*** Opening Task input ***

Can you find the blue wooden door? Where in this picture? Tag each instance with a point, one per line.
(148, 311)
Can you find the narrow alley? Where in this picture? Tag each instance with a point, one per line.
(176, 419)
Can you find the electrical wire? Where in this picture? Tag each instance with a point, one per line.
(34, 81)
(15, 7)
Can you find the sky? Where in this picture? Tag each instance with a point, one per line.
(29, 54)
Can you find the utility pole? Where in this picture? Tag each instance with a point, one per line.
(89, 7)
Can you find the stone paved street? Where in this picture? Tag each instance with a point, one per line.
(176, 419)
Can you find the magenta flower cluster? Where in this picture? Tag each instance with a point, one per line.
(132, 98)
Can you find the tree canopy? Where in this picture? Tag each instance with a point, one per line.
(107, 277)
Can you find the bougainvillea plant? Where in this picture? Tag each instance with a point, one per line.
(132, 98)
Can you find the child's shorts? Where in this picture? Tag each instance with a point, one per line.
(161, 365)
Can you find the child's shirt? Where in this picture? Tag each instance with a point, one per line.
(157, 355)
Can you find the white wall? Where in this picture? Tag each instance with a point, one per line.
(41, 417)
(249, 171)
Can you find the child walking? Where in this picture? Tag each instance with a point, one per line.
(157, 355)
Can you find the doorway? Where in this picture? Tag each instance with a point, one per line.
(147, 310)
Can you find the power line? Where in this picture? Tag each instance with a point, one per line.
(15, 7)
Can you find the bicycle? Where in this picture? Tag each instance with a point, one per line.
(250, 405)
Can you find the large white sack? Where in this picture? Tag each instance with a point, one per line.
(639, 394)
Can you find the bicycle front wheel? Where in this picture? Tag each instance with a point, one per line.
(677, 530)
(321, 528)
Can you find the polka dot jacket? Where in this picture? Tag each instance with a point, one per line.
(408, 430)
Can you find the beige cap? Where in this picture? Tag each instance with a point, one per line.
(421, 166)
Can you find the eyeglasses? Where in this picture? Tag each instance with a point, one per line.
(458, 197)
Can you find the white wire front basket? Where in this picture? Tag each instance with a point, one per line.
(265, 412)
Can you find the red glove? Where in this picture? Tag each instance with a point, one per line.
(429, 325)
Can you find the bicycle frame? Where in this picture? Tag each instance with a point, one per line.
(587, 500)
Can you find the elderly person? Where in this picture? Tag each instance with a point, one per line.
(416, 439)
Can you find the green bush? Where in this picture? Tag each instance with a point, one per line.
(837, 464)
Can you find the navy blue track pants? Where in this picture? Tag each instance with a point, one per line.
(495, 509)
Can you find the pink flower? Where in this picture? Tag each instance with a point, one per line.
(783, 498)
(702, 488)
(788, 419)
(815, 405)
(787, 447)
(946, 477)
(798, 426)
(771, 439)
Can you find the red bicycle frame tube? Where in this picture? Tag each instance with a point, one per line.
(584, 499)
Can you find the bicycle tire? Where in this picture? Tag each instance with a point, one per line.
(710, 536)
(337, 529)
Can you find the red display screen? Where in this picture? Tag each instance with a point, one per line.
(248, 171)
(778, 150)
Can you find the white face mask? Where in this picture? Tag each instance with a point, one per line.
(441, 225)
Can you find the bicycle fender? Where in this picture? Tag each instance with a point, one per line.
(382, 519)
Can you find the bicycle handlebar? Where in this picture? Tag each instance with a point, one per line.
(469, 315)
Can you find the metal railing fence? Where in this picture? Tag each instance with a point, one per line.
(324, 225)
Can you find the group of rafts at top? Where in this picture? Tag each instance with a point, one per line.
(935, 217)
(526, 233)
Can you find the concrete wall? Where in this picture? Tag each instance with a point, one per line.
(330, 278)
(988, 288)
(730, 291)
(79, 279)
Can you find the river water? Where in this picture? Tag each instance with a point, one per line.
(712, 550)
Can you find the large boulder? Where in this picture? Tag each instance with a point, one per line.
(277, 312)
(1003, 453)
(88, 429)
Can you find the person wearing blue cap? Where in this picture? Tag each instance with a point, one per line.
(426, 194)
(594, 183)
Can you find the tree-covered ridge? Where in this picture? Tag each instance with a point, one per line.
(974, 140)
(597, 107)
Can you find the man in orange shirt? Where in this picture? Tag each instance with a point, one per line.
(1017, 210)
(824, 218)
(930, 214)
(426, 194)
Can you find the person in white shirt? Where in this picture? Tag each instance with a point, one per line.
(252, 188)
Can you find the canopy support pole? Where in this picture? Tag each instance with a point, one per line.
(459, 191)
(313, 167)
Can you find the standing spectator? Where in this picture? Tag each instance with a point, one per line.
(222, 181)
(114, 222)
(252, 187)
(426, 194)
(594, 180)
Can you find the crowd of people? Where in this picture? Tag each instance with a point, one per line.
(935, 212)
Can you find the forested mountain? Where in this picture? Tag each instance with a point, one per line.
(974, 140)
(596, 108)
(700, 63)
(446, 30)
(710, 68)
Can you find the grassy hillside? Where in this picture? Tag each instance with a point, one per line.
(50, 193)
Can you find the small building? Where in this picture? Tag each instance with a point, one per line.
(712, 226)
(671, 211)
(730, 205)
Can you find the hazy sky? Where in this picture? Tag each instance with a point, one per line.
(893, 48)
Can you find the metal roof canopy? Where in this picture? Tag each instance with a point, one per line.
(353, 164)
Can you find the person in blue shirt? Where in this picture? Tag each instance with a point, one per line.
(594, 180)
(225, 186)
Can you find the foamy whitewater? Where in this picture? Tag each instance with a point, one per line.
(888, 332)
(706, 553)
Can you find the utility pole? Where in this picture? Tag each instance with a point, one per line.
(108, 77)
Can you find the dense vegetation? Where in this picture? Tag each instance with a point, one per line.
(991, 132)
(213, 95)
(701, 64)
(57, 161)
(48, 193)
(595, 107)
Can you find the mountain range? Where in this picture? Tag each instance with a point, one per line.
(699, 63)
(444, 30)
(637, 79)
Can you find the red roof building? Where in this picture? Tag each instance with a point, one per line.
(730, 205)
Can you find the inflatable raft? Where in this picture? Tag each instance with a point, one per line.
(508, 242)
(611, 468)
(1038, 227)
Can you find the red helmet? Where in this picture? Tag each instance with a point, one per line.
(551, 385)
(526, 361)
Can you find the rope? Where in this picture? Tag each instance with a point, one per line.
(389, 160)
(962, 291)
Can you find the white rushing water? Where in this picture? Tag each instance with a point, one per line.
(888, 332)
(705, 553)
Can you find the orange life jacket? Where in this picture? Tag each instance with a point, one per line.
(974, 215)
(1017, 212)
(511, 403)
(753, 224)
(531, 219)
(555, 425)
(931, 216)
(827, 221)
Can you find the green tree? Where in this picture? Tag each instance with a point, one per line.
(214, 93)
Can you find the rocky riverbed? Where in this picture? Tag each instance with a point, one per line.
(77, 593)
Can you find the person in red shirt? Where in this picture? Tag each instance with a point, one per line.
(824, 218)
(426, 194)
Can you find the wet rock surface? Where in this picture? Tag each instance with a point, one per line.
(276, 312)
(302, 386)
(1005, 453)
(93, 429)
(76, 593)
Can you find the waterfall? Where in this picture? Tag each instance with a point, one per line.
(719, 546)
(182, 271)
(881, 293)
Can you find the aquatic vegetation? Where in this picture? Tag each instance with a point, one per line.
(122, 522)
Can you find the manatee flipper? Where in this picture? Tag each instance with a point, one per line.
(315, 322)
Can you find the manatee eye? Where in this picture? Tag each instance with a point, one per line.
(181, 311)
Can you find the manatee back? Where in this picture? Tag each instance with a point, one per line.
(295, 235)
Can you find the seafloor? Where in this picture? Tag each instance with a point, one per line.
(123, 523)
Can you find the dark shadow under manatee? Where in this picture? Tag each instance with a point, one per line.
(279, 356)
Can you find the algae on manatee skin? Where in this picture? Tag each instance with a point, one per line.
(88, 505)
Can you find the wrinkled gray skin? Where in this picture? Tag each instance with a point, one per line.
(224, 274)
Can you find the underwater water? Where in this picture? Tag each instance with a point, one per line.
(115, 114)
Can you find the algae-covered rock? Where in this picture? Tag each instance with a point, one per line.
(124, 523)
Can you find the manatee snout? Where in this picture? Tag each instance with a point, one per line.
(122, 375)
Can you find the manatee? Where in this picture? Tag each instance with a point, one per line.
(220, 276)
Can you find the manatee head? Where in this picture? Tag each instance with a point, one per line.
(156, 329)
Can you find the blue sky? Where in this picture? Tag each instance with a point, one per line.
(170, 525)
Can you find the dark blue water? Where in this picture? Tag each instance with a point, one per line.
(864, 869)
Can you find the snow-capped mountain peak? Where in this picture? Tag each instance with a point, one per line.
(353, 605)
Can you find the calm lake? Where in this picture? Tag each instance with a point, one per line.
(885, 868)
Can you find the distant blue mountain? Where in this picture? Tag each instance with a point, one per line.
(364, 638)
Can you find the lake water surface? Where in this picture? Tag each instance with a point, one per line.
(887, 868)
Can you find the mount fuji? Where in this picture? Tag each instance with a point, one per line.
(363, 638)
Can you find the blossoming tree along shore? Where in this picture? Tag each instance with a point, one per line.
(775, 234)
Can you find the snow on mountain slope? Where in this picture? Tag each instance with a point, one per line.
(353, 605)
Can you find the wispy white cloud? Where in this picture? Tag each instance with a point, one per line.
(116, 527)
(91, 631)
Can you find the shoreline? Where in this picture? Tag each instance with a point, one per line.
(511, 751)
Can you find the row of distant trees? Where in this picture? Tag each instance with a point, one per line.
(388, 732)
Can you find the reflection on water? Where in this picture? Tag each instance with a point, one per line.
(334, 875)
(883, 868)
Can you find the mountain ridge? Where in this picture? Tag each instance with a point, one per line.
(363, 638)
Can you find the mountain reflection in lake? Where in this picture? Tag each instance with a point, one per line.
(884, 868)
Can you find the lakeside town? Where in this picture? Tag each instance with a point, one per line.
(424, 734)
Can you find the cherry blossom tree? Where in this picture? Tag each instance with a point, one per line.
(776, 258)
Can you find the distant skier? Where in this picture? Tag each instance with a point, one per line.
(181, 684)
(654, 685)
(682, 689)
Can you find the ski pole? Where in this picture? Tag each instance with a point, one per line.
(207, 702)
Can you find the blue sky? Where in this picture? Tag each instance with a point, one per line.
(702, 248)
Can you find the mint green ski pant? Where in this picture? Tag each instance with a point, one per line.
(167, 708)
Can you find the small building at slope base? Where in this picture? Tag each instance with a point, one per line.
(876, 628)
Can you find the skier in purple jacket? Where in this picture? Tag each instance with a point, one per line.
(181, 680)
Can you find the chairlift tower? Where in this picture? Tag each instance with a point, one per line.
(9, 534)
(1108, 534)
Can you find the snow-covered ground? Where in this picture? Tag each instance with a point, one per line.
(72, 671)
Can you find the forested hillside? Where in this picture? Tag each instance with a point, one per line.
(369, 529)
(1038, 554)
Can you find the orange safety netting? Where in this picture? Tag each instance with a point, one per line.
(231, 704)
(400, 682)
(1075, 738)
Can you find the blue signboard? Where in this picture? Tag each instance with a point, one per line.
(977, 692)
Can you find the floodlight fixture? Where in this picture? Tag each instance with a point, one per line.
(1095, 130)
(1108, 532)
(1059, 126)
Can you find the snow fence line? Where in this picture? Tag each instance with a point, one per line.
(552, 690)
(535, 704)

*** Closing Task input ***

▶ [Goal of the exercise]: Output an exact copy of the lines from the one holding "Can you find the blue signboard?" to the last line of the data, inclusive, and nothing beyond that range.

▶ [Task result]:
Can you find the blue signboard? Where in this picture? Tag each instance with a point, one per line.
(977, 692)
Can you find the floodlight fixture? Where in this picture? Tag each instance with a point, one per line.
(1095, 130)
(1108, 532)
(1059, 126)
Can you find the snow fence line? Where in this picture? Tag each instance with a point, one per line.
(552, 690)
(535, 704)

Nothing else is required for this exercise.